Excerpted data:
━━━━
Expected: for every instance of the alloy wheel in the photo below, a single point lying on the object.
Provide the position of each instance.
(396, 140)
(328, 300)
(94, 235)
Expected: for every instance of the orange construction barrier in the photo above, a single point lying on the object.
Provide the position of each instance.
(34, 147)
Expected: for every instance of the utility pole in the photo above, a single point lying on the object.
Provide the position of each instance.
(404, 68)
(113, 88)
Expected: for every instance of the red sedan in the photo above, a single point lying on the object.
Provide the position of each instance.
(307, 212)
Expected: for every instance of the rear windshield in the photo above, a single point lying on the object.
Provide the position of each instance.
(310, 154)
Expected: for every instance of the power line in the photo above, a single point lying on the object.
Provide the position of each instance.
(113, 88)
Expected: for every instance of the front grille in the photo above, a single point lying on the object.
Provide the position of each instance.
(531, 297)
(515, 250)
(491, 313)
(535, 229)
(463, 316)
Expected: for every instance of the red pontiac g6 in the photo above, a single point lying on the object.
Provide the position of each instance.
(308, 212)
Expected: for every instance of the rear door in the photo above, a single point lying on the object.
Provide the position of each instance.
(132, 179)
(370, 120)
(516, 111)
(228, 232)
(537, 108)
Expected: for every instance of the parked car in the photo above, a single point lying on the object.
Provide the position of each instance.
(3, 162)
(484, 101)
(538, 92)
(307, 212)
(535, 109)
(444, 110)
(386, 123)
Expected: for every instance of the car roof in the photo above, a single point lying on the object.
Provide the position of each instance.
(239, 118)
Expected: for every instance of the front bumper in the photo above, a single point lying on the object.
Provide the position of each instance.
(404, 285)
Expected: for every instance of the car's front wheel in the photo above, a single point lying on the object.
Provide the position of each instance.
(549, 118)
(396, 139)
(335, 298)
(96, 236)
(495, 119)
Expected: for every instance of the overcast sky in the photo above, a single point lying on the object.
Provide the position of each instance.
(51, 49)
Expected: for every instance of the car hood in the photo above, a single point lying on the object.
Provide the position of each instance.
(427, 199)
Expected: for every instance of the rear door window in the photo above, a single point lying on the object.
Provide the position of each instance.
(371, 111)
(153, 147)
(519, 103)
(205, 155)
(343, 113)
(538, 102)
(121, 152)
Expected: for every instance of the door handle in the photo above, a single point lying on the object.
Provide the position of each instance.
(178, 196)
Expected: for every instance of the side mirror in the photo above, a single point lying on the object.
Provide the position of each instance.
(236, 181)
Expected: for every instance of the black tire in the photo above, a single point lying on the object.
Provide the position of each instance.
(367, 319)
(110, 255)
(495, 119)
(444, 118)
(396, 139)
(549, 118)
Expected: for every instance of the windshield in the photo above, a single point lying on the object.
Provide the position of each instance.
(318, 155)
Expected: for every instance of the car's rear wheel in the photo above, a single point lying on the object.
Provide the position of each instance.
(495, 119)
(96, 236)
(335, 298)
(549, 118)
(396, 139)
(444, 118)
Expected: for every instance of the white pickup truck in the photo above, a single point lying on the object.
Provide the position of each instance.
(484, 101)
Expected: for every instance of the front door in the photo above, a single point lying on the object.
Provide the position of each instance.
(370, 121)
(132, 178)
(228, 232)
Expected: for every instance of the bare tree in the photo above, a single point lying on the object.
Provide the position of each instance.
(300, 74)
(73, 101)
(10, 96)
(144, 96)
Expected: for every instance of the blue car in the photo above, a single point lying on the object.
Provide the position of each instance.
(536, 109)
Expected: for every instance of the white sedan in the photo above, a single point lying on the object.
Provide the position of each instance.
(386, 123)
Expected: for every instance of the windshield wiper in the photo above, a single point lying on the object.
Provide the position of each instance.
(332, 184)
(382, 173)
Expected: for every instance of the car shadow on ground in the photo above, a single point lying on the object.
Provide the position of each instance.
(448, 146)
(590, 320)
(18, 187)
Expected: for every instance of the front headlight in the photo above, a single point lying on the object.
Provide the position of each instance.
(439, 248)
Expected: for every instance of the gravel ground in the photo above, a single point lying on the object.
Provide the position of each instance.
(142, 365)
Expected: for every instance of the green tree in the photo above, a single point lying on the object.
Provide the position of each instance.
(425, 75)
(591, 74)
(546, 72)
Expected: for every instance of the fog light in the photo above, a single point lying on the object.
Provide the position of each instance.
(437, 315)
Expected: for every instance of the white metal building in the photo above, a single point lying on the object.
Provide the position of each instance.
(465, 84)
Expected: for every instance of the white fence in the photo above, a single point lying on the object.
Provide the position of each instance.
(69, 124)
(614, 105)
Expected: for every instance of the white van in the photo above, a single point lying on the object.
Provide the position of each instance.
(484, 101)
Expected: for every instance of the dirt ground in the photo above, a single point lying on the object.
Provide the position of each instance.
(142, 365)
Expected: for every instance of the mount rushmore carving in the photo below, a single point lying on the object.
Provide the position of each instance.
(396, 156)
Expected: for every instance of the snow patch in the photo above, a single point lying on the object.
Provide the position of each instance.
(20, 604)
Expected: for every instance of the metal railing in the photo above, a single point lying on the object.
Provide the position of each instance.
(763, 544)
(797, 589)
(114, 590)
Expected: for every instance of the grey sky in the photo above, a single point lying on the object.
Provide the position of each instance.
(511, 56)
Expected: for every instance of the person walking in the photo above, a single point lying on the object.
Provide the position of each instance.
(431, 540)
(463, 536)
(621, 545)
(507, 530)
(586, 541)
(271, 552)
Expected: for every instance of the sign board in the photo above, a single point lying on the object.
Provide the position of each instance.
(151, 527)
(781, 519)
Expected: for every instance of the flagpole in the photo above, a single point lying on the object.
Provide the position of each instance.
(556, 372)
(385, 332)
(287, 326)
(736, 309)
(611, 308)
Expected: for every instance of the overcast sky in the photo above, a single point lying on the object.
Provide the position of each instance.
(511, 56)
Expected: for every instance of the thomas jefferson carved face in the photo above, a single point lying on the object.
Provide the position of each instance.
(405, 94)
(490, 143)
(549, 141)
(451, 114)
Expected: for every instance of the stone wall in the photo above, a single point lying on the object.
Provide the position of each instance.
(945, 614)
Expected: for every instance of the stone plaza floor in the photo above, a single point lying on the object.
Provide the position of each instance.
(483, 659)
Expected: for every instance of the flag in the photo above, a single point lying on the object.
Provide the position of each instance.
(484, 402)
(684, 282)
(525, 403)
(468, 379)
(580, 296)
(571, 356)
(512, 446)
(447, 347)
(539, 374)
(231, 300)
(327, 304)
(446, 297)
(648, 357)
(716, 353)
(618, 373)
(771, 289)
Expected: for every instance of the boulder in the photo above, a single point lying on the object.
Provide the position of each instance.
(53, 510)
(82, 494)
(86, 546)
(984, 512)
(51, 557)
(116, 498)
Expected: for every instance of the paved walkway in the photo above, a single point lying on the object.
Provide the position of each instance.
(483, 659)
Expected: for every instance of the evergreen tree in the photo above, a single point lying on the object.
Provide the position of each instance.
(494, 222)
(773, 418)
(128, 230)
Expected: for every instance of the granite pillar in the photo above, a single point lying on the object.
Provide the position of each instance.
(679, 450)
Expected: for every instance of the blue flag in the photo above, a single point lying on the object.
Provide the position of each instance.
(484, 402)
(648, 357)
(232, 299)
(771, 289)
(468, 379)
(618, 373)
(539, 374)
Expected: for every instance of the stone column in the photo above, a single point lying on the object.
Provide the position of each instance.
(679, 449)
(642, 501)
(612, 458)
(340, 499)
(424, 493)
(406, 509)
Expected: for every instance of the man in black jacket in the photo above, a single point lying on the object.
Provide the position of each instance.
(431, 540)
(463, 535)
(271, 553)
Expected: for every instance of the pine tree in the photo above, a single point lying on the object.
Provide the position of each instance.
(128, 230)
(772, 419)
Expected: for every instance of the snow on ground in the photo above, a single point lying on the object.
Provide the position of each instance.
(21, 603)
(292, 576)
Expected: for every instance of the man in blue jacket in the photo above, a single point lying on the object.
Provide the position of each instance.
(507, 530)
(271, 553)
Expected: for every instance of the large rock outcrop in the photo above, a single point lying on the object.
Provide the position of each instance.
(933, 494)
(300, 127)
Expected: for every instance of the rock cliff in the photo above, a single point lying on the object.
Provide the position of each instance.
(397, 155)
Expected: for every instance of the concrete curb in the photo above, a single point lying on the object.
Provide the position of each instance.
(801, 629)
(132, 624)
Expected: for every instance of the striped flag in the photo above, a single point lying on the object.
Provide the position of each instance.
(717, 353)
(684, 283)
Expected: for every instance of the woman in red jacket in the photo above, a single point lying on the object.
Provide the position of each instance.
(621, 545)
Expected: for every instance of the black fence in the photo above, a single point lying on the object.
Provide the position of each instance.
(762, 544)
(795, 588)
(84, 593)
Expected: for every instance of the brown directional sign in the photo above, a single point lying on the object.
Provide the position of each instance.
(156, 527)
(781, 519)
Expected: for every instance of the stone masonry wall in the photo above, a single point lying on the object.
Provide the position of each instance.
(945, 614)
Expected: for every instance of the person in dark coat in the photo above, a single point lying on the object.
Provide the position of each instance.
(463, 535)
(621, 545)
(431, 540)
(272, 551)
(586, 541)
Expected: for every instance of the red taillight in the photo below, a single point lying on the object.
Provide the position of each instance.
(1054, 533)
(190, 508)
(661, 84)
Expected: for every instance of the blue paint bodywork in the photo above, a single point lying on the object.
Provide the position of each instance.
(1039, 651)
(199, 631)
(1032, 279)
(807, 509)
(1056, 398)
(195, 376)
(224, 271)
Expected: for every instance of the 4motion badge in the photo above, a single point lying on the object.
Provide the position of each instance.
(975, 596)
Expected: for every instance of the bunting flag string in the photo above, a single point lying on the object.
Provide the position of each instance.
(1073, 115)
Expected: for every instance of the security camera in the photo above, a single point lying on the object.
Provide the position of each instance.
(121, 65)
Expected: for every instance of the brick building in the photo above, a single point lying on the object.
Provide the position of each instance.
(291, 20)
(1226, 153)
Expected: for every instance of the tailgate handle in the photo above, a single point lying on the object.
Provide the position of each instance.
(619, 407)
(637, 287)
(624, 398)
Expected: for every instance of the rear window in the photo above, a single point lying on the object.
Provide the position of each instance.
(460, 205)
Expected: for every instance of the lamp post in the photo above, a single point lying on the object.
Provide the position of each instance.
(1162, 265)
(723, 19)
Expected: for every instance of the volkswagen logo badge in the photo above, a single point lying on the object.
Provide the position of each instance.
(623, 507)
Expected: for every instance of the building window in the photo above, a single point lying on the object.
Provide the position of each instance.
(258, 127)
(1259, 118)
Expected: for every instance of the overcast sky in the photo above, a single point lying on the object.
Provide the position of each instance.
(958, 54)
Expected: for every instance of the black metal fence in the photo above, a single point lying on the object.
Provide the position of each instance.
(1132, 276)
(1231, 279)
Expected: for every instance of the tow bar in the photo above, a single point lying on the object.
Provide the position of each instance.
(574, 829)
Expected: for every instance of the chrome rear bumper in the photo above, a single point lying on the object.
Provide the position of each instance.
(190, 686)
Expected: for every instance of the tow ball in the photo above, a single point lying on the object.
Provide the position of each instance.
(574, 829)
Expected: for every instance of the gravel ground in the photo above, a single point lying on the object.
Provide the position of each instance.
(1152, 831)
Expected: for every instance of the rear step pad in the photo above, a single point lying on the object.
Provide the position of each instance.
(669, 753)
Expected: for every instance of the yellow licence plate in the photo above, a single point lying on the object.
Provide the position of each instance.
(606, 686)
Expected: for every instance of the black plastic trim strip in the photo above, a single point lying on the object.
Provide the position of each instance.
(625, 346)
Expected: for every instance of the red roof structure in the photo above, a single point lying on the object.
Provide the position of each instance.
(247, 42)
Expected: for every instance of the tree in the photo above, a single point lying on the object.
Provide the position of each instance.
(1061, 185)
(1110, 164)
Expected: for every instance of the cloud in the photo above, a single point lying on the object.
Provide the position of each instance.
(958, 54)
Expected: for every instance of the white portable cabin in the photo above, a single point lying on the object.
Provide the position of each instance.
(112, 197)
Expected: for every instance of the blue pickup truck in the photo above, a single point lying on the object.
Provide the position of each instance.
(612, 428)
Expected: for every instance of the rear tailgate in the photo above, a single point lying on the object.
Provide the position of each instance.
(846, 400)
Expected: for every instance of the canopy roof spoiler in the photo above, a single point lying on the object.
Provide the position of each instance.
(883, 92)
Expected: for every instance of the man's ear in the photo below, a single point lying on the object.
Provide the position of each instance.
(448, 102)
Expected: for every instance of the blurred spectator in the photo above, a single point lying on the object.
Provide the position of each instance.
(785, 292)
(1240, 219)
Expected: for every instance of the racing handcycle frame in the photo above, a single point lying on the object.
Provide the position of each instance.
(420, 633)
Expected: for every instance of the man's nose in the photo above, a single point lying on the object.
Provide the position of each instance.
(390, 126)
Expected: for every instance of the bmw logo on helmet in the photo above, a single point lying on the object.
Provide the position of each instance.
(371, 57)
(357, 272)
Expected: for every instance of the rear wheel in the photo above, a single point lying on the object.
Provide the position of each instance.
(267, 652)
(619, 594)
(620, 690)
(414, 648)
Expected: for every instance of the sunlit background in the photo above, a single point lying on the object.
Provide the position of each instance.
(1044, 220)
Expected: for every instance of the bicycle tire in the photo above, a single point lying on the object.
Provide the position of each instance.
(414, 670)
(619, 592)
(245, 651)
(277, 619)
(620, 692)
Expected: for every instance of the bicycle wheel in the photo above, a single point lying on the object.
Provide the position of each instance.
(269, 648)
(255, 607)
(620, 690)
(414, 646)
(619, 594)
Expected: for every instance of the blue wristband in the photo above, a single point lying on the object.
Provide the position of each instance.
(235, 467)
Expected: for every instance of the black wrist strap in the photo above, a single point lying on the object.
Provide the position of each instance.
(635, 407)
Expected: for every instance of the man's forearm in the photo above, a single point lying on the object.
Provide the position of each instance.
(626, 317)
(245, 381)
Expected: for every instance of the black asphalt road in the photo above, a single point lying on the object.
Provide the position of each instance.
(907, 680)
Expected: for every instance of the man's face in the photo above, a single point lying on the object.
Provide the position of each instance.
━━━━
The task: Repeat, character for character, the lines from the one that holds "Expected: for every instance of the blue wristband" to the final line of the material, inclusive, and no other lines.

Result of this task:
Expected: for every instance of the blue wristband in the photo above, a single point lying on the object.
Provide the position of each instance.
(235, 467)
Expected: for every instance of the black wrist strap in the photo above, a single point lying on the object.
Provide the position of each instance.
(635, 407)
Expected: for every instance of the man's forearm in the photo above, a single point lying on the object.
Provide the position of each instance.
(626, 317)
(245, 381)
Expected: for every instance of the black asphalt road in the photo above, a single point lying on the object.
Provide the position of each instance.
(907, 680)
Expected: for every instance of the man's face in the photo above, a single point lying on the object.
Provide the position of each instance.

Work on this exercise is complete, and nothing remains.